Aim: All of the material should be reproduced exactly, with pictures left out.

Location labeling records:
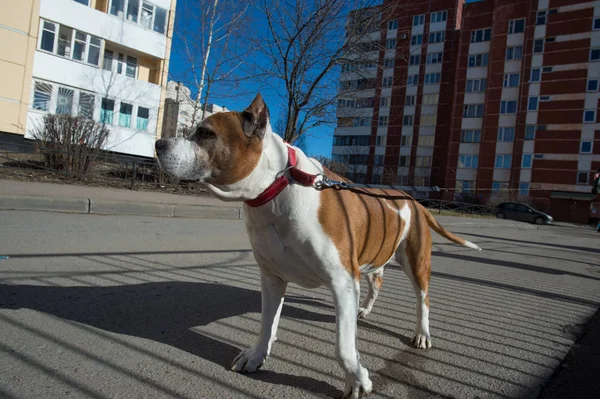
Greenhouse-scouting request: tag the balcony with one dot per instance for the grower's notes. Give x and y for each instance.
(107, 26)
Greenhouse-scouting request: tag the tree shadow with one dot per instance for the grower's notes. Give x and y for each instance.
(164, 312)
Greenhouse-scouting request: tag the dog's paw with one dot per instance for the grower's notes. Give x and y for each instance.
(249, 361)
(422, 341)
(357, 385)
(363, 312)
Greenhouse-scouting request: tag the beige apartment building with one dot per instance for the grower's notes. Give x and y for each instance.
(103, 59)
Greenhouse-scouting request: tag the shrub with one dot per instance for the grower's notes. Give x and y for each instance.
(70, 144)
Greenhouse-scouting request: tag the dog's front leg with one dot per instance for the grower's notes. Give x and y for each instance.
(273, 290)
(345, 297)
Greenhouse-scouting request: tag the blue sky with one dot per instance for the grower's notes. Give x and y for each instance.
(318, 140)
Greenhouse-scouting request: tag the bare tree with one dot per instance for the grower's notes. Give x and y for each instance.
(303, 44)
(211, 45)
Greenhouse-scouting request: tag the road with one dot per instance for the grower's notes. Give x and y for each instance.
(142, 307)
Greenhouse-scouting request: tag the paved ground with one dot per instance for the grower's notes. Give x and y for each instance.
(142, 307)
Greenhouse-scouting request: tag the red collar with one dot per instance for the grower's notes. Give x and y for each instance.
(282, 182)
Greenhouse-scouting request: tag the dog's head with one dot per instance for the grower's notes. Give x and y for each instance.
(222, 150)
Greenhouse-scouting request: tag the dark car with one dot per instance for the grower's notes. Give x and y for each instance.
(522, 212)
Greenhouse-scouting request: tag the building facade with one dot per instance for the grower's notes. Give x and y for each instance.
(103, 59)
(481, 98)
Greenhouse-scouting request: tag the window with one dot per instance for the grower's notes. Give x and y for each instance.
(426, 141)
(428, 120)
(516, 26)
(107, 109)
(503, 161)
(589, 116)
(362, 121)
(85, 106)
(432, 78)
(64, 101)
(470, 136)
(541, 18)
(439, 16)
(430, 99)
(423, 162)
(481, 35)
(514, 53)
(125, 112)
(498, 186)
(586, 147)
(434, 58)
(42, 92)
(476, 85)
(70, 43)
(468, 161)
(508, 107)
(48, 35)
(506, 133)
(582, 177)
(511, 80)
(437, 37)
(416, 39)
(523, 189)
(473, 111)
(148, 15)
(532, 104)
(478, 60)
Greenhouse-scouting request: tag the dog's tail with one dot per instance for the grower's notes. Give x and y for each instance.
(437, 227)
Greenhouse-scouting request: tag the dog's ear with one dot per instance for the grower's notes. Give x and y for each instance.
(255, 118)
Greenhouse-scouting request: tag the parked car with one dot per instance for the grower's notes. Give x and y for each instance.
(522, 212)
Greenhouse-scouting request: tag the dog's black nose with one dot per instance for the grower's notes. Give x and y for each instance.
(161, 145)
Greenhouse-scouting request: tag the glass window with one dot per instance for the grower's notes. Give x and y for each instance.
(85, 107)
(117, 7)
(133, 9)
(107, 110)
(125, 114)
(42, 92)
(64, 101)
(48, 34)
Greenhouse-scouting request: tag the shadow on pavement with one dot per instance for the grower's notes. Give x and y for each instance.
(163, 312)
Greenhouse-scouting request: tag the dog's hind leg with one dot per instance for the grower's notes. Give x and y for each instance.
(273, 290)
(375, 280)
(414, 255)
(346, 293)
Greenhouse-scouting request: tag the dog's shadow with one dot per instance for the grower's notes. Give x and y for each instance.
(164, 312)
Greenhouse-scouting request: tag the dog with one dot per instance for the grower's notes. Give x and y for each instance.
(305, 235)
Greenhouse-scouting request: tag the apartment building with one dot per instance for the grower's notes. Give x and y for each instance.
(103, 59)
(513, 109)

Problem solution:
Greenhouse-scouting request: tag the balcony with one dot per instance for the grower's notes. Give x and y for each instance.
(107, 26)
Greenhouse-scouting request: tag the tree shadow with one dot per instance for the grower's notes. Give x and y for each instance.
(164, 312)
Greenhouse-scouting request: tag the dog's paw with one dot per instance for the grower's notes. Give x and y for each instance.
(249, 361)
(422, 341)
(357, 385)
(363, 312)
Greenhouse-scouting request: tag the beige apartment building with one dot per instance for the grower's notes. Give x and y for each instance.
(103, 59)
Greenhouse-scouting request: tag the shrub with one dot per instance for the grower's notes. Give x and y for each instance.
(70, 144)
Greenhouse-scouting request: tag the dog's front leg with one dot per instance for the grower's notes. Give x and y for each instance.
(273, 290)
(345, 297)
Greenhouse-scouting request: tag the blue sky with one dot per instance for the grower's notes. Give x and y for each instance.
(318, 140)
Greenhouse-scouting request: tag the bare tree with one dot per instance for the grower's notes. Give x and y for each instance.
(303, 44)
(211, 45)
Greenhouse-scouting request: tag the road with one dot per instance for the grower's notes. Give x and y for each instance.
(142, 307)
Greenhouse-scouting request: tag the paved ground with one dot per instance for the grower's notes. Give x and y for each instance.
(142, 307)
Greenhouse-scouting request: tag the red collar with one dot per instance for the grower's notes. Give x and y for each instance.
(282, 182)
Greenhouse-scouting request: tag the dog's head with one dot per instance for the grower's notes. Give x and y for each instance.
(222, 150)
Greenhouse-scouting request: tag the dark car with one dot per instance for the grower's notes. Give x and y for each instance.
(522, 212)
Greenhouse-scouting request: tag the building facade with one dot per instance for the grower's notes. Give x and y for each instance.
(103, 59)
(481, 98)
Greenhouse-scouting request: tag the window with one dot per instance for the grower's notes. Give x and y for each instance.
(426, 141)
(428, 120)
(516, 26)
(107, 109)
(503, 161)
(589, 116)
(362, 121)
(85, 106)
(432, 78)
(64, 101)
(470, 136)
(541, 18)
(439, 16)
(430, 99)
(423, 162)
(481, 35)
(514, 53)
(125, 112)
(498, 186)
(586, 147)
(434, 58)
(42, 92)
(476, 85)
(70, 43)
(468, 161)
(508, 107)
(48, 35)
(506, 133)
(582, 177)
(511, 80)
(437, 37)
(416, 39)
(523, 189)
(473, 111)
(148, 15)
(532, 104)
(478, 60)
Greenhouse-scouting request: tag the dog's tail with one dot per instance for the grower's notes. Give x and y for each instance.
(437, 227)
Greenhouse-scouting request: tag the dog's ear with one dot per instance for the grower's notes. Give x and y for each instance.
(255, 118)
Greenhouse-scouting request: tag the parked car with one dot per instance for the grower's notes. Give x and y for each instance.
(522, 212)
Greenhouse-scouting request: tag the dog's black nose with one dot per instance for the grower's notes. Give x and y for each instance.
(161, 145)
Greenhouse-scouting request: tag the glass window with one dot per instance for the grower's notes. Give x and y for each instance.
(85, 107)
(117, 7)
(133, 9)
(107, 110)
(125, 114)
(42, 92)
(64, 101)
(48, 34)
Greenhouse-scouting request: tag the shadow on pavement with one dot per instance for the grower's notes. Give x and y for each instance.
(163, 312)
Greenhouse-scouting request: tag the dog's hind leg with one dot per instance for the grower's notes. Give x and y for each instance.
(273, 290)
(375, 280)
(414, 255)
(346, 293)
Greenhouse-scouting request: tag the dog's shadow with one dot per instance for the grower's notes. Give x and y for each instance.
(164, 312)
Greenhouse-scouting request: tag the dog with one dot per instance for the grower's notes. Give x and y for each instance.
(305, 235)
Greenhouse-scouting request: tag the apartment building with one dot per instance for the grower's notes. Give x and y for each instance.
(103, 59)
(513, 109)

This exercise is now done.